Stored dataset items:
# # # # #

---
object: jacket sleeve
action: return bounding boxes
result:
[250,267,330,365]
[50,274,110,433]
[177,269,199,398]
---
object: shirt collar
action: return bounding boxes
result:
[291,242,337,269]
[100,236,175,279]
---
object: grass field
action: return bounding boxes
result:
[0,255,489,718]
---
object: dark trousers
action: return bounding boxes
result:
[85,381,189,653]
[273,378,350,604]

# # # # #

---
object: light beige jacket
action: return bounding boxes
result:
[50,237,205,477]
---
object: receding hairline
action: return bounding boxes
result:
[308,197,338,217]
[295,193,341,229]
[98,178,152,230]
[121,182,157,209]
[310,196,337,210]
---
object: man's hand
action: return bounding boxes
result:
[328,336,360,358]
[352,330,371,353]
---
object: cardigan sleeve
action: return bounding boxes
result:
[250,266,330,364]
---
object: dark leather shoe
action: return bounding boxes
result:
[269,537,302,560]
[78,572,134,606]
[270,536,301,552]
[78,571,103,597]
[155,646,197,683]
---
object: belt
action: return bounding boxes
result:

# # # # #

| Work task |
Repeat the entries above verbatim, but only from the line that has "object: receding hairline" down to the line that has "object: cardigan sleeve", inclusive.

| Solution to this exercise |
object: receding hairline
action: return bounding boxes
result:
[308,197,338,217]
[295,193,341,229]
[98,178,152,230]
[121,182,157,209]
[310,196,337,210]
---
object: man's hand
action: return bounding boxes
result:
[328,336,360,358]
[352,330,371,353]
---
object: cardigan sleeve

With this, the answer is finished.